▸ **YOUR INSTRUCTIONS**
Rewrite the records with each "rings" changed to "loops" and nothing else altered.

(Dataset rows)
------------------------------------
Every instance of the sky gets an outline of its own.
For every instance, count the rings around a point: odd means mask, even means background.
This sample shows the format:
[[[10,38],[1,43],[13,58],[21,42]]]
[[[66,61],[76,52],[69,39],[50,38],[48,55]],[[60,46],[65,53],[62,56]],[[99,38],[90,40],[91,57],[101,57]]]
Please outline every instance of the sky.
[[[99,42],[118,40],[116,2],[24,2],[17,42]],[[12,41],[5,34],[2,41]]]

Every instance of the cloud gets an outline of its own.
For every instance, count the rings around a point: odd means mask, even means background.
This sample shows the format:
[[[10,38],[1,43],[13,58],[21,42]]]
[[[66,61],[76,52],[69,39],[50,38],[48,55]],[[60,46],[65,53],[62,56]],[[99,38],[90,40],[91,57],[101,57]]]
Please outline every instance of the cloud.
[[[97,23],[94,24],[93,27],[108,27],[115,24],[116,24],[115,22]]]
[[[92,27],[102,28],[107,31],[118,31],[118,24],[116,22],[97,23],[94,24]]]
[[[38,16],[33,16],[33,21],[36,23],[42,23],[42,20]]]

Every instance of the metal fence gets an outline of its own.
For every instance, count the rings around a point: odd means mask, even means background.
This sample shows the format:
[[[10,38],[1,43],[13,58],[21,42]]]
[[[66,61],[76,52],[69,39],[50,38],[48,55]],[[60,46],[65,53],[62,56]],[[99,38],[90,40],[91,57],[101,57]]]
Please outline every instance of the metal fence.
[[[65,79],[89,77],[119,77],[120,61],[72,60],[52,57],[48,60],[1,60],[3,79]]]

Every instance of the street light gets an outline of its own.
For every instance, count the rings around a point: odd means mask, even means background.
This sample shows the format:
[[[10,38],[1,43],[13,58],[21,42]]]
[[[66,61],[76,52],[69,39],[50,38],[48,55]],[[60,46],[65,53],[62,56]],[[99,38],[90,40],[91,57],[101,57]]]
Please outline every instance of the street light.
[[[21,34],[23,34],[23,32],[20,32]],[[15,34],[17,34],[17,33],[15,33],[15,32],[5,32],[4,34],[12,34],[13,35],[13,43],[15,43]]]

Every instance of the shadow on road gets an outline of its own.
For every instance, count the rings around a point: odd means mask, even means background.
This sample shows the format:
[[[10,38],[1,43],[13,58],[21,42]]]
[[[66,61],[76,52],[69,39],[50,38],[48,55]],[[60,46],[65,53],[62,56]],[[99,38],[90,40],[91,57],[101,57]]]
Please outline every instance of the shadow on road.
------------------------------------
▸ **WRITTEN SOLUTION**
Every instance of the sky gets an outline of its own.
For every instance, count the loops around a point: odd means mask, even means background.
This sample shows the format:
[[[10,38],[1,43],[13,58],[21,42]]]
[[[66,61],[76,52],[69,39],[50,38],[48,55]],[[60,46],[65,53],[62,56]],[[99,38],[90,40],[91,57],[101,57]]]
Please outline every instance of the sky.
[[[99,42],[118,40],[116,2],[24,2],[17,42]],[[12,41],[5,34],[2,41]]]

Every instance of the cloud gets an outline of its own.
For every instance, count the loops around a point: odd means mask, even means background.
This sample shows the format:
[[[10,38],[1,43],[13,58],[21,42]]]
[[[66,61],[76,52],[69,39],[50,38],[48,55]],[[60,46],[65,53],[62,56]],[[99,38],[90,40],[91,57],[101,57]]]
Please outline every instance of the cloud.
[[[97,23],[94,24],[93,27],[108,27],[115,24],[116,24],[115,22]]]
[[[92,27],[102,28],[107,31],[118,31],[118,24],[116,22],[97,23],[94,24]]]
[[[38,16],[33,16],[33,21],[36,23],[42,23],[42,20]]]

Every instance of the metal fence gets an outline of its own.
For every instance, count the loops around a point: odd means mask, even means background.
This sample shows the format:
[[[10,38],[1,43],[13,58],[21,42]]]
[[[66,61],[76,52],[69,39],[50,38],[48,55]],[[60,46],[65,53],[62,56]],[[99,38],[90,40],[91,57],[101,57]]]
Please outline every instance of the metal fence.
[[[65,79],[89,77],[119,77],[120,61],[72,60],[52,57],[48,60],[1,60],[3,79]]]

Every instance of the street light gets an outline of its own.
For every instance, count the loops around a point: odd means mask, even means background.
This sample shows the format:
[[[10,38],[1,43],[13,58],[21,42]]]
[[[66,61],[76,52],[69,39],[50,38],[48,55]],[[60,46],[65,53],[62,56]],[[99,38],[90,40],[91,57],[101,57]]]
Please outline every instance of the street light.
[[[21,34],[23,34],[23,32],[20,32]],[[15,34],[17,34],[17,33],[15,33],[15,32],[5,32],[4,34],[12,34],[13,35],[13,43],[15,43]]]

Every instance of the shadow on road gets an outline of its own.
For every instance, count the loops around a point: odd means mask, even means background.
This sample shows the format:
[[[10,38],[1,43],[13,58],[21,42]]]
[[[66,61],[76,52],[69,39],[50,38],[48,55]],[[60,46],[65,53],[62,56]],[[99,38],[90,40],[91,57],[101,57]]]
Please outline every instance of the shadow on road.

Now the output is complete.